:: WHAT IS BEING ASKED ::
Could you please retype all of the entries exactly as they appear?

==================================================

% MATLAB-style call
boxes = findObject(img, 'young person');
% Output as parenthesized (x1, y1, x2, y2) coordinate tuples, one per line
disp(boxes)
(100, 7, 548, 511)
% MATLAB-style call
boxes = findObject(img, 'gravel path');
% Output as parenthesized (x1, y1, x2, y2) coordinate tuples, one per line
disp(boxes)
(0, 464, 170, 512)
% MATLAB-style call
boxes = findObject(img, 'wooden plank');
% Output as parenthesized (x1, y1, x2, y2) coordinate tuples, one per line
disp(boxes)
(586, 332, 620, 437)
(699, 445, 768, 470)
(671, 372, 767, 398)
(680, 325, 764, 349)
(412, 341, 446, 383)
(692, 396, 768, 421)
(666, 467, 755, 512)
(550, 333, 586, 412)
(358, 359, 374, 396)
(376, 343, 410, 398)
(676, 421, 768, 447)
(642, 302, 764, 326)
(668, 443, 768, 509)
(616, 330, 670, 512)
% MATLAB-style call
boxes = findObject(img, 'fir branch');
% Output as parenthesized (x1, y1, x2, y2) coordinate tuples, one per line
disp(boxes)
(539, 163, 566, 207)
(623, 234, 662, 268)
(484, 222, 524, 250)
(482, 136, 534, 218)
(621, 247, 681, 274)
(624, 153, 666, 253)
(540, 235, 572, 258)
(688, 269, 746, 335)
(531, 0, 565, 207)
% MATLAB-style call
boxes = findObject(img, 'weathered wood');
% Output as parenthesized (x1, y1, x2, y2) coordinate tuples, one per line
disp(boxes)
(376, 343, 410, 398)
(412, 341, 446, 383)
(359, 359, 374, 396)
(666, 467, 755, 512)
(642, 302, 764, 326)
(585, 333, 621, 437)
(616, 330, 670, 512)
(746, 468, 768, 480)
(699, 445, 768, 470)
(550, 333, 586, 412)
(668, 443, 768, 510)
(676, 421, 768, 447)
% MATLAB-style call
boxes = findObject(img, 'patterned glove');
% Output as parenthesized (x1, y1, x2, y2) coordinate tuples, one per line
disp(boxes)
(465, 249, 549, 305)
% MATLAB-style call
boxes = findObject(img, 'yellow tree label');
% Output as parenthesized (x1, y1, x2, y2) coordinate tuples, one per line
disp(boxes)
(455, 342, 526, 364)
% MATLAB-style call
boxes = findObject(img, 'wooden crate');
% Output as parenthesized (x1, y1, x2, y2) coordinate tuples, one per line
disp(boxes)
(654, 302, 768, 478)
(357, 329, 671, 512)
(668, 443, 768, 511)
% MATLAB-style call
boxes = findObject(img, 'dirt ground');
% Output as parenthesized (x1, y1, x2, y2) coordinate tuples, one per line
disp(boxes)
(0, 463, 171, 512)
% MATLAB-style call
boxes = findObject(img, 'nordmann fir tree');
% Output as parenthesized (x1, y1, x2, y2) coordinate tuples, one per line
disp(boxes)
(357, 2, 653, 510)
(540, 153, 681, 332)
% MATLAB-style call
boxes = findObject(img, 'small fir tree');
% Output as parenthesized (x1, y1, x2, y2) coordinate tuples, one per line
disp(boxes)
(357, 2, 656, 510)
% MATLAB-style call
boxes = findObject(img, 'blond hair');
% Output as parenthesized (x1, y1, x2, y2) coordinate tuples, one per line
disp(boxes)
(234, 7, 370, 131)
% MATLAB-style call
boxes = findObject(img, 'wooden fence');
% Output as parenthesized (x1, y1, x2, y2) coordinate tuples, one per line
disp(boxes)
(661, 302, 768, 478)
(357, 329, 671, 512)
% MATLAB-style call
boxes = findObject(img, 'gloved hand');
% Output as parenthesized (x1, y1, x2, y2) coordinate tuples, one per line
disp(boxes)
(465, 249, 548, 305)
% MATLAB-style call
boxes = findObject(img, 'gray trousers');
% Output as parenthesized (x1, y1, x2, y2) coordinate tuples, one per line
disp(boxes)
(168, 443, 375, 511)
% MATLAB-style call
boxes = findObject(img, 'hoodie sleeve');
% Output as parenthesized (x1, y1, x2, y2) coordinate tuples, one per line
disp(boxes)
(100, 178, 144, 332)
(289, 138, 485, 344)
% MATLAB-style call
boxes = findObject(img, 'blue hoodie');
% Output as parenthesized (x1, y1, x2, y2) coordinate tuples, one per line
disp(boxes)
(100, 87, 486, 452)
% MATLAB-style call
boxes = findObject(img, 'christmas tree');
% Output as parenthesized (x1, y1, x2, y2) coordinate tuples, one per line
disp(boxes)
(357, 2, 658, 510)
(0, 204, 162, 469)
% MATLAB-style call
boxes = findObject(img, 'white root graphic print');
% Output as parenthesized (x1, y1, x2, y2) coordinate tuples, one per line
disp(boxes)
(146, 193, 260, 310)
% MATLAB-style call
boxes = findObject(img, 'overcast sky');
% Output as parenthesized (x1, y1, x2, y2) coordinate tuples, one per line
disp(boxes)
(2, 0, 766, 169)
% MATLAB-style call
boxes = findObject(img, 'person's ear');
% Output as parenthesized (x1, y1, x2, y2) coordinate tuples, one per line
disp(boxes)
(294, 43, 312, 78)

==================================================

:: TASK SOLUTION ::
% MATLAB-style call
boxes = findObject(img, 'young person');
% Output as parenthesized (x1, y1, x2, y2) coordinate tuples, one per line
disp(boxes)
(100, 7, 548, 511)
% MATLAB-style call
boxes = findObject(img, 'gravel path');
% Output as parenthesized (x1, y1, x2, y2) coordinate tuples, one per line
disp(boxes)
(0, 464, 170, 512)
% MATLAB-style call
boxes = findObject(img, 'wooden plank');
% Output as parenthesized (x1, y1, x2, y2) coordinate tuples, one per line
disp(boxes)
(586, 332, 620, 437)
(699, 445, 768, 470)
(671, 372, 767, 398)
(680, 325, 764, 349)
(412, 341, 446, 383)
(692, 396, 768, 421)
(666, 467, 755, 512)
(550, 333, 586, 412)
(358, 359, 374, 396)
(376, 343, 410, 398)
(676, 421, 768, 447)
(642, 302, 764, 326)
(668, 443, 768, 509)
(616, 330, 670, 512)
% MATLAB-style call
boxes = findObject(img, 'fir branch');
% Output as parenthesized (x1, y1, x2, y2) coordinate tuples, one per line
disp(boxes)
(539, 163, 566, 207)
(623, 234, 662, 268)
(484, 222, 524, 250)
(482, 136, 534, 218)
(621, 247, 681, 274)
(624, 153, 666, 253)
(540, 235, 572, 258)
(688, 269, 746, 335)
(531, 0, 565, 207)
% MATLAB-style call
boxes = findObject(img, 'weathered wood');
% Output as parenthesized (x1, y1, x2, y2) coordinate tuples, one per line
disp(boxes)
(376, 343, 410, 398)
(412, 341, 446, 383)
(359, 359, 374, 396)
(666, 467, 755, 512)
(642, 302, 764, 326)
(585, 333, 621, 437)
(616, 330, 670, 512)
(746, 468, 768, 480)
(699, 445, 768, 470)
(550, 333, 586, 412)
(668, 443, 768, 510)
(676, 421, 768, 447)
% MATLAB-style call
boxes = findObject(img, 'patterned glove');
% Output as parenthesized (x1, y1, x2, y2) coordinate tuples, one per line
disp(boxes)
(465, 249, 549, 305)
% MATLAB-style call
boxes = findObject(img, 'yellow tree label');
% Output as parenthesized (x1, y1, x2, y2) coordinate tuples, one per line
disp(boxes)
(455, 342, 526, 364)
% MATLAB-style call
boxes = findObject(img, 'wooden crate');
% Output as parenthesized (x1, y1, x2, y2) coordinate tuples, one per line
disp(boxes)
(654, 302, 768, 478)
(357, 329, 671, 512)
(668, 443, 768, 511)
% MATLAB-style call
boxes = findObject(img, 'dirt ground');
% Output as parenthesized (x1, y1, x2, y2) coordinate tuples, one per line
disp(boxes)
(0, 463, 171, 512)
% MATLAB-style call
boxes = findObject(img, 'nordmann fir tree');
% Output as parenthesized (x1, y1, x2, y2) coordinate tuples, one per line
disp(boxes)
(357, 2, 653, 510)
(540, 153, 681, 332)
% MATLAB-style call
boxes = findObject(img, 'small fir tree');
% Output as parenthesized (x1, y1, x2, y2) coordinate tuples, one per line
disp(boxes)
(357, 2, 656, 510)
% MATLAB-style call
boxes = findObject(img, 'blond hair');
% Output as parenthesized (x1, y1, x2, y2) coordinate tuples, one per line
disp(boxes)
(234, 7, 370, 131)
% MATLAB-style call
boxes = findObject(img, 'wooden fence');
% Output as parenthesized (x1, y1, x2, y2) coordinate tuples, one per line
disp(boxes)
(661, 302, 768, 478)
(357, 329, 671, 512)
% MATLAB-style call
boxes = findObject(img, 'gloved hand');
% Output as parenthesized (x1, y1, x2, y2) coordinate tuples, one per line
disp(boxes)
(465, 249, 548, 305)
% MATLAB-style call
boxes = findObject(img, 'gray trousers');
% Output as parenthesized (x1, y1, x2, y2) coordinate tuples, one per line
disp(boxes)
(168, 443, 375, 511)
% MATLAB-style call
boxes = findObject(img, 'hoodie sleeve');
% Output as parenthesized (x1, y1, x2, y2) coordinate tuples, one per line
disp(boxes)
(100, 178, 144, 332)
(289, 138, 485, 344)
% MATLAB-style call
boxes = findObject(img, 'blue hoodie');
% Output as parenthesized (x1, y1, x2, y2) coordinate tuples, one per line
disp(boxes)
(100, 87, 486, 452)
% MATLAB-style call
boxes = findObject(img, 'christmas tree');
% Output as parenthesized (x1, y1, x2, y2) coordinate tuples, one per line
disp(boxes)
(357, 2, 658, 510)
(0, 204, 162, 469)
% MATLAB-style call
boxes = findObject(img, 'white root graphic print');
% Output as parenthesized (x1, y1, x2, y2) coordinate tuples, one per line
disp(boxes)
(146, 193, 260, 310)
% MATLAB-style call
boxes = findObject(img, 'overcast sky');
% Output as parenthesized (x1, y1, x2, y2) coordinate tuples, one per line
disp(boxes)
(2, 0, 766, 169)
% MATLAB-style call
boxes = findObject(img, 'person's ear');
% Output as parenthesized (x1, y1, x2, y2) coordinate tuples, one per line
disp(boxes)
(294, 43, 312, 78)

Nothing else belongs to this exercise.